- **INPUT RECORDS**

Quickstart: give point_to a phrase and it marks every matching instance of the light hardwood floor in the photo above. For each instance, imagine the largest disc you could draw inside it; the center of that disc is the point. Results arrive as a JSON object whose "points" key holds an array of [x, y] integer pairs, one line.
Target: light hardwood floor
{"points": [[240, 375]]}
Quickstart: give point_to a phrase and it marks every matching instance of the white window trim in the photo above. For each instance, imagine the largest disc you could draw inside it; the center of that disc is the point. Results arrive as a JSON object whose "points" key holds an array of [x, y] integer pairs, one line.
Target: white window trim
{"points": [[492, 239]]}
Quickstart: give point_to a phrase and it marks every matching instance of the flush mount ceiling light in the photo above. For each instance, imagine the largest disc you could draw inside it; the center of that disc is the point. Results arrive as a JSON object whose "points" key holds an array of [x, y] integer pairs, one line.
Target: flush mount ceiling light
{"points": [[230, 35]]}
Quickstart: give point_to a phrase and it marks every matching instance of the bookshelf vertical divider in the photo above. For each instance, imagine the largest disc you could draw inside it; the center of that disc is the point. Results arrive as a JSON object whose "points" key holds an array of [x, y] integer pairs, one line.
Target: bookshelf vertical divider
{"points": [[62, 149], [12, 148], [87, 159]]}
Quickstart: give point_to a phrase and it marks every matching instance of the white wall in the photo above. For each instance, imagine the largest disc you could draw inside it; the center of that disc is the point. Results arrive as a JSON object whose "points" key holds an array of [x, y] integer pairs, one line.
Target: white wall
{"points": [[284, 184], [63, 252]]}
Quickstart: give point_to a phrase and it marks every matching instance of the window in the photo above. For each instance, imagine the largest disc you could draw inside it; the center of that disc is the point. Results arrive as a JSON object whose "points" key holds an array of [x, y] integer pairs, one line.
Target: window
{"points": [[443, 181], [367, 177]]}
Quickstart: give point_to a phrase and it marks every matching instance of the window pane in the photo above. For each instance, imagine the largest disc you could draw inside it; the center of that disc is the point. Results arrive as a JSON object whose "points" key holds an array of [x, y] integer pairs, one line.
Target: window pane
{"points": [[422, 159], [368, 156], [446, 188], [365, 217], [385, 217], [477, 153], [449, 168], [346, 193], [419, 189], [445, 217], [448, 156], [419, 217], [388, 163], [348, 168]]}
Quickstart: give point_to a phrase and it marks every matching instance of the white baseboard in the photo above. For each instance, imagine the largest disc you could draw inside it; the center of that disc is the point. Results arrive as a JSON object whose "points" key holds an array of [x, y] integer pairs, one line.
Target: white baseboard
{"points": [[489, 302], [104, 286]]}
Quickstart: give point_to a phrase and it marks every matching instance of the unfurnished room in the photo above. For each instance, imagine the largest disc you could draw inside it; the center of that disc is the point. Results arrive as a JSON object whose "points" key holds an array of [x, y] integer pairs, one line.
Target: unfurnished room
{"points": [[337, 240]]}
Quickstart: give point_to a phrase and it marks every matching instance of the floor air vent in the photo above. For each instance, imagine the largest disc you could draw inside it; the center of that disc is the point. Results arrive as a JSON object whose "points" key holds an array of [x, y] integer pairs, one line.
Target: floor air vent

- **TASK OBJECTIVE**
Turn the lines above into a Markdown table with two columns, Row and Text: the first holds a running row number, the second the line itself. Leave out blank lines.

- **THE RESULT**
| Row | Text |
|---|---|
| 1 | Quickstart: give point_to a phrase and it marks every matching instance of the light hardwood floor in the photo above. For each instance, imagine the largest disc you could draw inside it; the center of that disc is the point. Results arrive as a JSON object whose "points" key holds an array of [x, y] integer pairs, one line. |
| 2 | Target: light hardwood floor |
| 3 | {"points": [[240, 375]]} |
| 4 | Quickstart: give point_to a phrase and it marks every matching instance of the white window trim in the photo above. For each instance, imagine the largest disc you could draw inside it; the center of that disc is the point. Results arrive as a JSON object whose "points" key holds an array of [x, y] integer pairs, one line. |
| 5 | Target: white window trim |
| 6 | {"points": [[492, 239]]} |
| 7 | Quickstart: give point_to a phrase and it marks every matching instance of the flush mount ceiling light in the photo above. For each instance, imagine the largest disc you could draw inside it; the center of that disc is the point. Results arrive as a JSON object whose "points" key holds an array of [x, y] integer pairs, one line. |
| 8 | Target: flush mount ceiling light |
| 9 | {"points": [[230, 35]]} |
| 10 | Quickstart: give point_to a phrase and it marks every matching instance of the bookshelf vertical divider in the photo above. For each instance, imagine the largest disc you could draw inside it; the center of that disc is the point. Results arrive as a JSON object whose "points" key holds an array of [x, y] integer pairs, one line. |
| 11 | Target: bookshelf vertical divider |
| 12 | {"points": [[62, 149], [12, 148], [87, 159]]} |
| 13 | Quickstart: give point_to a phrase and it marks every matching instance of the white wall in the photo above. For each instance, imagine the largest disc you could draw inside it; the center of that disc is the point. Results arrive as a JSON object whose "points" key holds an array of [x, y] integer pairs, one line. |
| 14 | Target: white wall |
| 15 | {"points": [[284, 184], [63, 252]]} |
| 16 | Quickstart: give point_to a phrase and it marks every matching instance of the window in the photo above. For each instance, imagine the largest disc you could draw inside it; the center of that disc is the point. Results arrive as a JSON object whose "points" key holds an array of [x, y] integer pairs, one line. |
| 17 | Target: window |
| 18 | {"points": [[443, 181], [367, 177]]} |
| 19 | Quickstart: give point_to a phrase and it marks every matching instance of the window pane in the photo above. For each instance, imagine the largest disc you could draw inside it; the center of that disc is the point. Results arrive as a JSON object whose "points" key holds an array of [x, y] integer pairs, one line. |
| 20 | Target: window pane |
| 21 | {"points": [[422, 159], [368, 156], [446, 188], [365, 217], [385, 217], [477, 153], [449, 168], [346, 193], [419, 189], [445, 217], [448, 156], [419, 217], [388, 163], [348, 168]]} |
| 22 | Quickstart: give point_to a phrase and it marks every matching instance of the white baseboard in the photo above. For each instance, imagine the largest disc you could draw inside it; the center of that disc is the point. Results arrive as a JSON object whose "points" key holds an array of [x, y] integer pairs, one line. |
| 23 | Target: white baseboard |
| 24 | {"points": [[489, 302], [104, 286]]} |
| 25 | Quickstart: give point_to a phrase and it marks every matching instance of the unfurnished room in the photo above. For each instance, imagine the largest disc you could draw inside it; the center of that disc is the point. Results arrive as a JSON object whose "points" key holds an array of [x, y] integer pairs, one line. |
| 26 | Target: unfurnished room |
| 27 | {"points": [[337, 240]]} |
| 28 | Quickstart: give point_to a phrase and it marks every matching instance of the floor air vent in the photo above. For each instance, imagine the largest disc you could draw inside it; the center of that disc is the point. Results arrive as a JSON object whose "points" key holds an array of [x, y] integer pairs, one line. |
| 29 | Target: floor air vent |